● **EXERCISE OBJECTIVE**:
Rewrite every line from the one that contains "boxes needed: bush" through the end of the entries, including the lines that name what to box, and raise each bounding-box coordinate by 53.

● **INFORMATION SUPPLIED**:
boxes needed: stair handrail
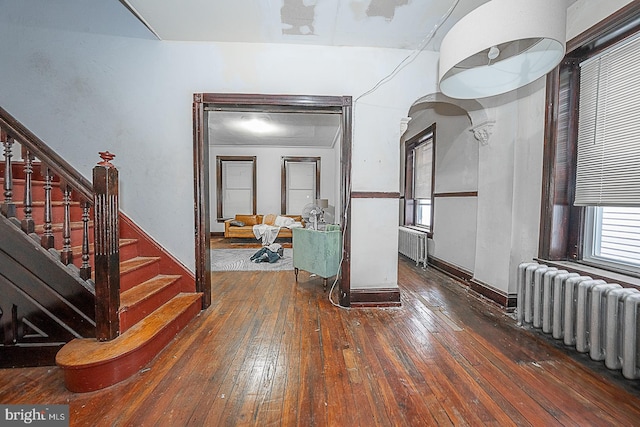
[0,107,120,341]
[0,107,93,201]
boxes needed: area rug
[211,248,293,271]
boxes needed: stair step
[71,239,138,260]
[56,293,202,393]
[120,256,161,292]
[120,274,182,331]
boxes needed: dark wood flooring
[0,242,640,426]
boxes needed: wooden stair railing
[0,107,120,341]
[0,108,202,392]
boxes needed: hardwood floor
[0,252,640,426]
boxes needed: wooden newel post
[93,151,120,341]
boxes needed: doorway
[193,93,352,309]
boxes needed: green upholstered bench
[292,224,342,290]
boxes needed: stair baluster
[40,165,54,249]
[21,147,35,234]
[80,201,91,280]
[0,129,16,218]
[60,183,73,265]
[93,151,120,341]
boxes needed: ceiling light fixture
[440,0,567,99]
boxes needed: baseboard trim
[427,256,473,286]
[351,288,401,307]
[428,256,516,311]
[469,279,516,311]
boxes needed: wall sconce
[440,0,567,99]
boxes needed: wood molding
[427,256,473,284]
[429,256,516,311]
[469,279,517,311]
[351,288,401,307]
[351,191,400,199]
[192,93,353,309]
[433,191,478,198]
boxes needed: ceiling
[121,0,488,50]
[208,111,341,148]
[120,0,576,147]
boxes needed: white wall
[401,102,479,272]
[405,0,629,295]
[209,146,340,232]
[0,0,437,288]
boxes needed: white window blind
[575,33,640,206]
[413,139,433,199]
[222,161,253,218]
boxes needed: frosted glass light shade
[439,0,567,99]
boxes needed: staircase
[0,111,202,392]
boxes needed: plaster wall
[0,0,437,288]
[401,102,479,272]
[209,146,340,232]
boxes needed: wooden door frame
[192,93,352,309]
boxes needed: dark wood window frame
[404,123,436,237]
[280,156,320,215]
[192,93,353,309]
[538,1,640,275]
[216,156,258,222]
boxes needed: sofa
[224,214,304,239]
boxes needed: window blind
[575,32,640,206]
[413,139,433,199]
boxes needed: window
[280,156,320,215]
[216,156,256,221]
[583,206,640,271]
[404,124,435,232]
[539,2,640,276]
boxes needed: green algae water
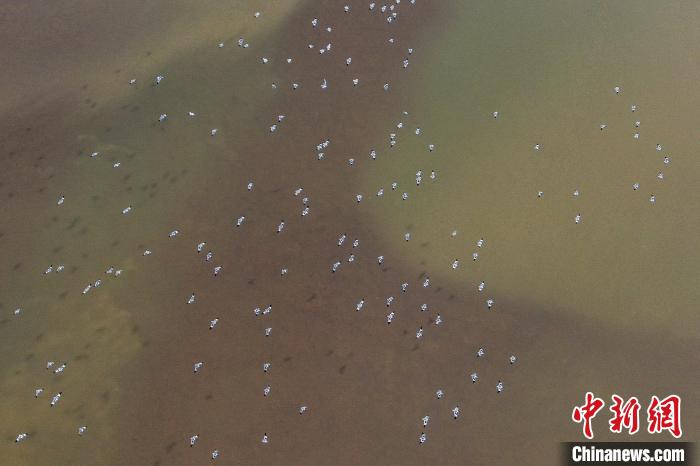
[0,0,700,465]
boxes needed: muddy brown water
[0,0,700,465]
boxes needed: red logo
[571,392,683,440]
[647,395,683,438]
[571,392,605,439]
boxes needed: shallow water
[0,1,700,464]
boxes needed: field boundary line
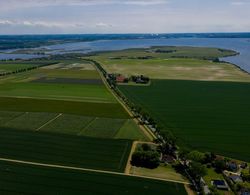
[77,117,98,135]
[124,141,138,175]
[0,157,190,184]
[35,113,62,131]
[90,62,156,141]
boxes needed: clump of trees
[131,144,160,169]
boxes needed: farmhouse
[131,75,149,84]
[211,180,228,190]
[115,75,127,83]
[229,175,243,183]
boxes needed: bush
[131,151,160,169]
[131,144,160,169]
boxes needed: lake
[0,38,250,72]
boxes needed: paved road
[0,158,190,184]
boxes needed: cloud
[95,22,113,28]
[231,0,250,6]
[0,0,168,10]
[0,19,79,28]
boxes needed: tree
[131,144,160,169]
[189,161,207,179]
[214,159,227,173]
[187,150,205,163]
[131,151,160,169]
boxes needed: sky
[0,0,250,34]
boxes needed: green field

● **EXERCISE SOLUTION**:
boxes needed: bush
[184,204,213,222]
[184,197,213,222]
boxes needed: lake
[53,91,303,125]
boxes needed: paved road
[53,211,243,237]
boxes needed: cloud
[148,75,166,81]
[284,53,303,59]
[53,53,221,63]
[53,72,132,81]
boxes needed: tree
[184,197,213,222]
[242,214,260,232]
[267,212,280,226]
[240,203,258,216]
[184,204,213,222]
boxes needed: sky
[53,53,303,87]
boxes needed: green field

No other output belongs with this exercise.